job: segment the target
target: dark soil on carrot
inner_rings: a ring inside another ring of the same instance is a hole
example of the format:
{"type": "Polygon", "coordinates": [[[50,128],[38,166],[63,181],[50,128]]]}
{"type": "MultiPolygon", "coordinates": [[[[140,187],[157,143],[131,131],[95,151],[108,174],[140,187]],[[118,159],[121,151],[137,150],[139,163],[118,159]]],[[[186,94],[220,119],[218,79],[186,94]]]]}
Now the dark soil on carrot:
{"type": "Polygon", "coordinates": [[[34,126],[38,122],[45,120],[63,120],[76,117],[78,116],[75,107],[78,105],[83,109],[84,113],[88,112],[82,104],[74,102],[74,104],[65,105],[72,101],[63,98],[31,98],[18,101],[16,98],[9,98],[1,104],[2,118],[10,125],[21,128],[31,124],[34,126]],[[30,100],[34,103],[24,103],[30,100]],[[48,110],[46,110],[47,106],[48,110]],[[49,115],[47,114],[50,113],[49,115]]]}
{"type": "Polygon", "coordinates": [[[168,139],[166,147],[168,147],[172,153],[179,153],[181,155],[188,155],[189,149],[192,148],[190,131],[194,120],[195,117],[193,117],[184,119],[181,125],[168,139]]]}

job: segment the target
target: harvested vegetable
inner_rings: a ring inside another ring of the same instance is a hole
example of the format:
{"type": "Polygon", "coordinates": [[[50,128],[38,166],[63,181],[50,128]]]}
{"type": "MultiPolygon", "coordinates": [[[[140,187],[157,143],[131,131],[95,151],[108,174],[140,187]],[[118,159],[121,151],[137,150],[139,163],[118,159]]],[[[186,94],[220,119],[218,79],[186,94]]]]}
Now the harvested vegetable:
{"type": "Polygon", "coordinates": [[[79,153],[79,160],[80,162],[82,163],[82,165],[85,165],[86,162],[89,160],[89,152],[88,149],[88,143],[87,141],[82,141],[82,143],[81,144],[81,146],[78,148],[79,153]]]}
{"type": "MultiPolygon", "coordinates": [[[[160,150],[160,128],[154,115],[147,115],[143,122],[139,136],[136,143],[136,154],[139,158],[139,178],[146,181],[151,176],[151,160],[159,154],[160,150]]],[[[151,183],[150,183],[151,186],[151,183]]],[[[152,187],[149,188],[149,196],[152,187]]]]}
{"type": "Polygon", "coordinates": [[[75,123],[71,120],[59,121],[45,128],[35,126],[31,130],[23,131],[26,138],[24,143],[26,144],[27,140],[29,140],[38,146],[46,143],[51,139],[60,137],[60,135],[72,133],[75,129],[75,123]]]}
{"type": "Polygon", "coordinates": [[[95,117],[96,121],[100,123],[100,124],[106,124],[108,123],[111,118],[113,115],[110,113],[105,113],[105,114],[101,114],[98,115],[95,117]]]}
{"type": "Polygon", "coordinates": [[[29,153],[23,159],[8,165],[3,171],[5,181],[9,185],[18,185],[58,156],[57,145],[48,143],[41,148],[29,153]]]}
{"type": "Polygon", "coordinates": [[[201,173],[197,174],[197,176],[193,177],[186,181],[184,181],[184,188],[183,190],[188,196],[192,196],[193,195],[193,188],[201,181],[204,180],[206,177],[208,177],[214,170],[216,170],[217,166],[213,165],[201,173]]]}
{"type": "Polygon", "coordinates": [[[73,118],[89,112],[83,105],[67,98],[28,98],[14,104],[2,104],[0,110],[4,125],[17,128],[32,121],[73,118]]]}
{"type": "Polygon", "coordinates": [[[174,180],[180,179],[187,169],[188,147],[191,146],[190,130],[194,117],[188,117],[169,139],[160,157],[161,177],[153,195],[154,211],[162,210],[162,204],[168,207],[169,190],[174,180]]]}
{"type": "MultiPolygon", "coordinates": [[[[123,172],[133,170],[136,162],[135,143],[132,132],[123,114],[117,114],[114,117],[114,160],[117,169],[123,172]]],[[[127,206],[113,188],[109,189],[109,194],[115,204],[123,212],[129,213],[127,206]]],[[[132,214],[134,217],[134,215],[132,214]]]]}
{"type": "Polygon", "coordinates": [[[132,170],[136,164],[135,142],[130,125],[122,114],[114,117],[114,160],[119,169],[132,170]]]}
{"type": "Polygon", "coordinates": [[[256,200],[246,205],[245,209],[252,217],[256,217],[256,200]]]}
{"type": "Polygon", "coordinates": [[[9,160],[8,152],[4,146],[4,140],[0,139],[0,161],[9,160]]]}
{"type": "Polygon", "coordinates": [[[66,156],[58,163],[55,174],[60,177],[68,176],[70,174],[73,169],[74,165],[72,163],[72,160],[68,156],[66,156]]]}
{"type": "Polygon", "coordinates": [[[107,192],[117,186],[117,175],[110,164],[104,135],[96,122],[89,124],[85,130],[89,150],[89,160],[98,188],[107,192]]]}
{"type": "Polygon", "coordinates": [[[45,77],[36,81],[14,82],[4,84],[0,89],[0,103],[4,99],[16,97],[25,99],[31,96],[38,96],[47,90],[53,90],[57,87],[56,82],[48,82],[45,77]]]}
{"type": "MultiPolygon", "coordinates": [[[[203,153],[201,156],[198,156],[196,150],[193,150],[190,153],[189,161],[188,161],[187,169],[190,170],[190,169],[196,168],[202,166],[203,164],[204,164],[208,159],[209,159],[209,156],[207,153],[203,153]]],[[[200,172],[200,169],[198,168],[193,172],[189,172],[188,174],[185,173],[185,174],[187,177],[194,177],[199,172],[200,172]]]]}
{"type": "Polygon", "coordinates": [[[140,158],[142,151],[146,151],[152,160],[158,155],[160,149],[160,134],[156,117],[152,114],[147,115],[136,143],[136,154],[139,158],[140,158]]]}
* * * *
## Challenge
Render all of the items above as a two-column CSV with the header input,output. Each item gets one row, with its text in input and its answer in output. Put each field in double quotes and replace its line breaks with spaces.

## Response
input,output
"job: segment the target target: dark soil on carrot inner_rings: a ring inside another ring of the same instance is a hole example of the format: {""type"": ""Polygon"", ""coordinates"": [[[50,128],[38,166],[63,181],[50,128]]]} {""type"": ""MultiPolygon"", ""coordinates"": [[[[140,187],[157,143],[131,131],[95,151],[108,174],[140,187]],[[118,159],[121,151],[137,150],[139,163],[118,159]]],[[[186,94],[220,119],[218,79],[186,94]]]]} Now the dark soil on carrot:","{""type"": ""Polygon"", ""coordinates"": [[[34,126],[38,122],[45,120],[63,120],[76,117],[78,116],[75,107],[78,105],[83,109],[84,113],[88,112],[82,104],[74,102],[74,104],[65,105],[72,101],[63,98],[31,98],[18,101],[16,98],[9,98],[1,104],[2,118],[10,125],[21,128],[31,124],[34,126]],[[30,100],[34,103],[24,103],[30,100]],[[48,110],[46,110],[47,106],[48,110]],[[49,115],[47,114],[50,113],[49,115]]]} {""type"": ""Polygon"", ""coordinates"": [[[168,139],[166,147],[168,147],[172,153],[179,153],[181,155],[188,155],[189,149],[192,148],[190,131],[194,120],[195,117],[193,117],[184,119],[181,125],[168,139]]]}"
"job: segment the target target: harvested vegetable inner_rings: a ring inside another ring of the same instance is a hole example of the format: {""type"": ""Polygon"", ""coordinates"": [[[50,128],[38,166],[63,181],[50,128]]]} {""type"": ""MultiPolygon"", ""coordinates"": [[[[140,187],[157,143],[131,131],[95,151],[108,174],[140,187]],[[118,159],[121,151],[137,150],[139,163],[118,159]]],[[[186,94],[220,119],[218,79],[186,94]]]]} Now the harvested vegetable:","{""type"": ""Polygon"", ""coordinates"": [[[79,153],[79,160],[80,162],[82,163],[82,165],[85,165],[86,162],[89,160],[89,152],[88,149],[88,143],[87,141],[82,141],[82,143],[81,144],[81,146],[78,148],[79,153]]]} {""type"": ""MultiPolygon"", ""coordinates"": [[[[160,150],[160,128],[154,115],[147,115],[143,122],[139,136],[136,143],[136,154],[139,158],[139,178],[146,181],[151,176],[151,160],[159,154],[160,150]]],[[[151,183],[150,183],[151,186],[151,183]]],[[[152,187],[149,188],[149,196],[152,187]]]]} {""type"": ""Polygon"", ""coordinates"": [[[75,123],[71,120],[59,121],[45,128],[35,126],[31,130],[23,131],[26,138],[24,143],[26,144],[27,140],[29,140],[38,146],[46,143],[51,139],[60,137],[60,135],[72,133],[75,129],[75,123]]]} {""type"": ""Polygon"", ""coordinates"": [[[95,117],[96,121],[100,123],[100,124],[106,124],[108,123],[111,118],[113,115],[110,113],[105,113],[105,114],[101,114],[98,115],[95,117]]]} {""type"": ""Polygon"", ""coordinates"": [[[29,153],[23,159],[8,165],[3,171],[5,181],[9,185],[18,185],[58,156],[57,145],[48,143],[41,148],[29,153]]]} {""type"": ""Polygon"", ""coordinates"": [[[201,173],[197,174],[197,176],[193,177],[186,181],[184,181],[184,188],[183,190],[188,196],[192,196],[193,195],[193,188],[201,181],[204,180],[206,177],[208,177],[214,170],[216,170],[217,166],[213,165],[201,173]]]} {""type"": ""Polygon"", ""coordinates"": [[[73,118],[89,112],[83,105],[67,98],[28,98],[14,104],[2,104],[0,110],[4,125],[17,128],[32,121],[73,118]]]} {""type"": ""Polygon"", ""coordinates"": [[[174,180],[180,179],[187,169],[188,147],[191,146],[190,130],[194,117],[188,117],[169,139],[160,157],[161,177],[153,195],[154,211],[162,210],[162,204],[168,207],[169,190],[174,180]]]} {""type"": ""MultiPolygon"", ""coordinates"": [[[[123,172],[133,170],[136,162],[135,143],[132,132],[123,114],[117,114],[114,117],[114,160],[117,169],[123,172]]],[[[127,206],[113,188],[109,189],[109,194],[115,204],[123,212],[129,213],[127,206]]],[[[132,214],[134,217],[134,215],[132,214]]]]} {""type"": ""Polygon"", ""coordinates"": [[[132,170],[136,164],[135,142],[130,125],[122,114],[114,117],[114,160],[119,169],[132,170]]]} {""type"": ""Polygon"", ""coordinates"": [[[256,200],[246,205],[245,209],[252,217],[256,217],[256,200]]]} {""type"": ""Polygon"", ""coordinates"": [[[9,160],[8,152],[4,146],[4,140],[0,139],[0,161],[9,160]]]} {""type"": ""Polygon"", ""coordinates"": [[[66,156],[58,163],[55,174],[60,177],[68,176],[70,174],[73,169],[74,165],[72,163],[72,160],[68,156],[66,156]]]} {""type"": ""Polygon"", ""coordinates"": [[[107,192],[117,186],[117,175],[110,164],[104,135],[96,122],[89,124],[85,130],[89,150],[89,160],[98,188],[107,192]]]} {""type"": ""Polygon"", ""coordinates"": [[[45,77],[36,81],[14,82],[4,84],[0,89],[0,103],[4,99],[16,97],[25,99],[31,96],[38,96],[47,90],[53,90],[57,87],[56,82],[48,82],[45,77]]]} {""type"": ""MultiPolygon"", ""coordinates"": [[[[203,153],[201,156],[198,156],[196,150],[193,150],[190,153],[189,161],[188,161],[187,169],[190,170],[190,169],[196,168],[202,166],[203,164],[204,164],[208,159],[209,159],[209,156],[207,153],[203,153]]],[[[200,172],[200,169],[198,168],[193,172],[189,172],[188,174],[185,173],[185,174],[187,177],[194,177],[199,172],[200,172]]]]} {""type"": ""Polygon"", ""coordinates"": [[[140,158],[142,151],[146,151],[152,160],[158,155],[160,149],[160,134],[156,117],[152,114],[147,115],[136,143],[136,154],[139,158],[140,158]]]}"